━━ Recorded data
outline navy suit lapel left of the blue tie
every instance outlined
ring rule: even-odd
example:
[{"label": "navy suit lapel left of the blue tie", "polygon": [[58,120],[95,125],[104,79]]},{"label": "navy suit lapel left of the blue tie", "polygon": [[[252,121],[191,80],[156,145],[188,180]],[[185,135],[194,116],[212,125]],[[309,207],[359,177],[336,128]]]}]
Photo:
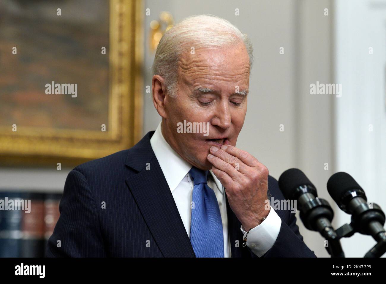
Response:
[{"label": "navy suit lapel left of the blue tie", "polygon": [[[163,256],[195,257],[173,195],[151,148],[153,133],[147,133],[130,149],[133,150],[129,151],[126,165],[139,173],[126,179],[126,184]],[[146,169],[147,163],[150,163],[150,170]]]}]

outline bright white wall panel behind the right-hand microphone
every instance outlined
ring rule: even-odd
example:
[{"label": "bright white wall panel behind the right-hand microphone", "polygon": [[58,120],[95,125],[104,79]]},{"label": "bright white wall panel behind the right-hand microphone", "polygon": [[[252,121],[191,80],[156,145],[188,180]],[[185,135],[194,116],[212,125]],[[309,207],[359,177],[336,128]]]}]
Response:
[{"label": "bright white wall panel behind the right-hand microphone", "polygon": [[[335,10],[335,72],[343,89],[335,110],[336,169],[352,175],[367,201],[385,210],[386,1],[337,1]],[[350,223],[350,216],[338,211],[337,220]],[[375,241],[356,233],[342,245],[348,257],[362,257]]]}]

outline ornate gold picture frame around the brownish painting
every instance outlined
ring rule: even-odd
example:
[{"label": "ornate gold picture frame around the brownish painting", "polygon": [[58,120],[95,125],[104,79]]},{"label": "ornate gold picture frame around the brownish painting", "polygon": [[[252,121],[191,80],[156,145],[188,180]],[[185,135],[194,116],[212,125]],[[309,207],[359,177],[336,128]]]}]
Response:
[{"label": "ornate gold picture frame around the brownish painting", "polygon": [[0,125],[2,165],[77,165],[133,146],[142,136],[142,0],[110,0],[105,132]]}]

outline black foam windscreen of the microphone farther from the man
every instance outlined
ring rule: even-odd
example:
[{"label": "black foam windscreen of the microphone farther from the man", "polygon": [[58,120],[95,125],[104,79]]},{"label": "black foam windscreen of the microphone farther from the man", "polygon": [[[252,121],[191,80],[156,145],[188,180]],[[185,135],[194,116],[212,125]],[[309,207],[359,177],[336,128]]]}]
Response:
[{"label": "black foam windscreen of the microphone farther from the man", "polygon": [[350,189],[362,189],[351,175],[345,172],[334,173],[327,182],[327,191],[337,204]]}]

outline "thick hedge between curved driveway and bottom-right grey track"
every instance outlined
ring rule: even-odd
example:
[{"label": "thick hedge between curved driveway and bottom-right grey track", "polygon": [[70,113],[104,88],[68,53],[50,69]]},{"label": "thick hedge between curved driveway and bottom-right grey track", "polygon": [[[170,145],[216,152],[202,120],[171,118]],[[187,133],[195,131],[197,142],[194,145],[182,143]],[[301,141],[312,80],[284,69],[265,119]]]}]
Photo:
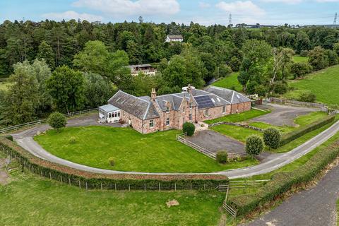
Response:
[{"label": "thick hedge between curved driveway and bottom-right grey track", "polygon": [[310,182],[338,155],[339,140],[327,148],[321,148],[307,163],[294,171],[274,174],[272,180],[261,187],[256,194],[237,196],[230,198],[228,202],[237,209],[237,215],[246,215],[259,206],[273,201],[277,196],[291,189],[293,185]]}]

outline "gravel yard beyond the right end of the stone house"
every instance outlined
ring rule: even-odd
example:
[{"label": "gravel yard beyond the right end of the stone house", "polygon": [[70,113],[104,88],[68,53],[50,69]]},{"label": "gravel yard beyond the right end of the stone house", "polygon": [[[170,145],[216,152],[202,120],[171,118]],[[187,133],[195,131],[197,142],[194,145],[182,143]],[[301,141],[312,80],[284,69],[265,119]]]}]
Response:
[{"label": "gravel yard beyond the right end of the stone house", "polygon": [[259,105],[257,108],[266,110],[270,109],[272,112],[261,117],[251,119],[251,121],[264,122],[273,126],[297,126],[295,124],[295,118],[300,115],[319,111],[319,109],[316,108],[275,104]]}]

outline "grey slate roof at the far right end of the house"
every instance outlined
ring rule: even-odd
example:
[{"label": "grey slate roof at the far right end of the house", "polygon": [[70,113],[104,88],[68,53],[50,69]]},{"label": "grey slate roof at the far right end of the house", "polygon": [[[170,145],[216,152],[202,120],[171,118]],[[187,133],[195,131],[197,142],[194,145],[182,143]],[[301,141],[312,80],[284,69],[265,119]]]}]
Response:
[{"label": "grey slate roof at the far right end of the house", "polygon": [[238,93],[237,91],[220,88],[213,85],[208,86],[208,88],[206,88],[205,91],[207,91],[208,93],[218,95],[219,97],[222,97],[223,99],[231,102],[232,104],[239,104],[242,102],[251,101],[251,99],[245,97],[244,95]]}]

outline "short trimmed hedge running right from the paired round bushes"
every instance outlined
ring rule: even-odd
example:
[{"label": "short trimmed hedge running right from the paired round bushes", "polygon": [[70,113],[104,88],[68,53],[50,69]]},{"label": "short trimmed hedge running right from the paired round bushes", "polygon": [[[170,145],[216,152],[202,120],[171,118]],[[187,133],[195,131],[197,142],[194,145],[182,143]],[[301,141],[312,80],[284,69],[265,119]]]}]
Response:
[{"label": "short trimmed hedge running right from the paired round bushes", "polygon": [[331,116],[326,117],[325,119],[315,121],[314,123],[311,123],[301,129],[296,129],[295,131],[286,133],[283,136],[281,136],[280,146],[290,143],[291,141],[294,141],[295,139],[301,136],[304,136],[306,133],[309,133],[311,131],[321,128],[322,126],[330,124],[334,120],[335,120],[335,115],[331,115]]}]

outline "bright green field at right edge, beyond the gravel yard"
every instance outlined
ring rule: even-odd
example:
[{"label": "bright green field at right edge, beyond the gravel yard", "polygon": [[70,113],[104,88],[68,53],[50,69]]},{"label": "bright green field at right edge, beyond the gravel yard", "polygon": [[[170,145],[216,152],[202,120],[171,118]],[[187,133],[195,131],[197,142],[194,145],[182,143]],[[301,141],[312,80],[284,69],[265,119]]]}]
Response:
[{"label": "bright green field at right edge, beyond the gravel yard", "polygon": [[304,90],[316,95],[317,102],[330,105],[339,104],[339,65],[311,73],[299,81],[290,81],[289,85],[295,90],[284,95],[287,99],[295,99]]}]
━━━━
Exercise instructions: The answer should match the material exactly, with every picture removed.

Expected answer:
outline navy suit lapel left of the blue tie
every instance outlined
ring rule: even-odd
example:
[{"label": "navy suit lapel left of the blue tie", "polygon": [[58,120],[95,125],[104,79]]},{"label": "navy suit lapel left of the blue tie", "polygon": [[[252,121],[191,80],[156,145],[188,180]],[[185,135],[194,116],[212,125]],[[309,207],[359,177],[336,128]]]}]
Photo:
Response:
[{"label": "navy suit lapel left of the blue tie", "polygon": [[[163,256],[195,257],[173,195],[151,148],[153,133],[147,133],[130,149],[133,150],[129,151],[126,165],[139,173],[126,179],[126,184]],[[146,169],[147,163],[150,163],[150,170]]]}]

outline bright white wall panel behind the right-hand microphone
every instance outlined
ring rule: even-odd
example:
[{"label": "bright white wall panel behind the right-hand microphone", "polygon": [[58,120],[95,125],[104,79]]},{"label": "bright white wall panel behind the right-hand microphone", "polygon": [[[252,121],[191,80],[156,145],[188,180]],[[185,135],[194,116],[212,125]],[[309,207],[359,177],[336,128]]]}]
Response:
[{"label": "bright white wall panel behind the right-hand microphone", "polygon": [[[335,10],[335,72],[343,89],[335,110],[336,169],[352,175],[367,201],[385,210],[386,1],[337,1]],[[350,223],[350,216],[338,211],[337,220]],[[375,241],[356,233],[342,245],[348,257],[362,257]]]}]

outline ornate gold picture frame around the brownish painting
every instance outlined
ring rule: even-odd
example:
[{"label": "ornate gold picture frame around the brownish painting", "polygon": [[58,120],[95,125],[104,79]]},{"label": "ornate gold picture frame around the brownish painting", "polygon": [[[252,121],[191,80],[156,145],[188,180]],[[185,135],[194,116],[212,125]],[[309,207],[359,177],[336,128]]]}]
Response:
[{"label": "ornate gold picture frame around the brownish painting", "polygon": [[0,125],[2,165],[77,165],[133,146],[142,136],[142,0],[110,0],[105,132]]}]

outline black foam windscreen of the microphone farther from the man
every instance outlined
ring rule: even-odd
example:
[{"label": "black foam windscreen of the microphone farther from the man", "polygon": [[58,120],[95,125],[104,79]]},{"label": "black foam windscreen of the microphone farther from the man", "polygon": [[[252,121],[191,80],[156,145],[188,180]],[[185,135],[194,116],[212,125]],[[309,207],[359,177],[336,128]]]}]
Response:
[{"label": "black foam windscreen of the microphone farther from the man", "polygon": [[350,189],[362,189],[351,175],[345,172],[334,173],[327,182],[327,191],[337,204]]}]

outline "thick hedge between curved driveway and bottom-right grey track"
every instance outlined
ring rule: even-odd
example:
[{"label": "thick hedge between curved driveway and bottom-right grey track", "polygon": [[70,113],[104,88],[68,53],[50,69]]},{"label": "thick hedge between curved driveway and bottom-right grey track", "polygon": [[[170,145],[216,152],[202,120],[171,118]],[[187,133],[195,131],[197,142],[194,145],[182,143]],[[301,141],[312,80],[284,69],[265,119]]]}]
Photo:
Response:
[{"label": "thick hedge between curved driveway and bottom-right grey track", "polygon": [[310,182],[338,155],[339,140],[327,148],[321,148],[307,163],[294,171],[274,174],[272,180],[261,187],[256,194],[237,196],[230,198],[228,202],[237,209],[237,215],[246,215],[259,206],[273,201],[277,196],[291,189],[293,185]]}]

outline "gravel yard beyond the right end of the stone house"
every instance outlined
ring rule: even-odd
example:
[{"label": "gravel yard beyond the right end of the stone house", "polygon": [[70,113],[104,88],[68,53],[50,69]]},{"label": "gravel yard beyond the right end of the stone house", "polygon": [[[170,145],[216,152],[202,120],[171,118]],[[187,133],[195,131],[197,142],[194,145],[182,143]],[[301,141],[312,80],[284,69],[265,119]]]}]
Response:
[{"label": "gravel yard beyond the right end of the stone house", "polygon": [[259,105],[257,108],[266,110],[270,109],[272,112],[261,117],[251,119],[251,121],[264,122],[273,126],[297,126],[295,124],[295,118],[300,115],[319,111],[319,109],[316,108],[275,104]]}]

outline "grey slate roof at the far right end of the house"
every instance outlined
ring rule: even-odd
example:
[{"label": "grey slate roof at the far right end of the house", "polygon": [[70,113],[104,88],[68,53],[50,69]]},{"label": "grey slate roof at the far right end of the house", "polygon": [[[170,145],[216,152],[202,120],[171,118]],[[187,133],[195,131],[197,142],[194,145],[182,143]],[[301,141],[312,80],[284,69],[265,119]]]}]
Response:
[{"label": "grey slate roof at the far right end of the house", "polygon": [[238,93],[237,91],[220,88],[213,85],[208,86],[208,88],[206,88],[205,91],[207,91],[208,93],[218,95],[219,97],[222,97],[223,99],[231,102],[232,104],[239,104],[242,102],[251,101],[251,99],[245,97],[244,95]]}]

outline "short trimmed hedge running right from the paired round bushes"
every instance outlined
ring rule: even-odd
example:
[{"label": "short trimmed hedge running right from the paired round bushes", "polygon": [[70,113],[104,88],[68,53],[50,69]]},{"label": "short trimmed hedge running right from the paired round bushes", "polygon": [[[170,145],[216,152],[202,120],[171,118]],[[187,133],[195,131],[197,142],[194,145],[182,143]],[[301,141],[312,80],[284,69],[265,119]]]}]
Response:
[{"label": "short trimmed hedge running right from the paired round bushes", "polygon": [[331,116],[326,117],[325,119],[315,121],[314,123],[311,123],[301,129],[296,129],[295,131],[286,133],[283,136],[281,136],[280,146],[290,143],[291,141],[294,141],[295,139],[301,136],[304,136],[306,133],[309,133],[311,131],[321,128],[322,126],[330,124],[334,120],[335,120],[335,115],[331,115]]}]

outline "bright green field at right edge, beyond the gravel yard"
every instance outlined
ring rule: even-odd
example:
[{"label": "bright green field at right edge, beyond the gravel yard", "polygon": [[70,113],[104,88],[68,53],[50,69]]},{"label": "bright green field at right edge, beyond the gravel yard", "polygon": [[[170,145],[216,152],[202,120],[171,118]],[[187,133],[195,131],[197,142],[194,145],[182,143]],[[301,141],[312,80],[284,69],[265,119]]]}]
Response:
[{"label": "bright green field at right edge, beyond the gravel yard", "polygon": [[304,90],[316,95],[317,102],[330,105],[339,104],[339,65],[311,73],[299,81],[290,81],[289,85],[295,90],[284,95],[287,99],[295,99]]}]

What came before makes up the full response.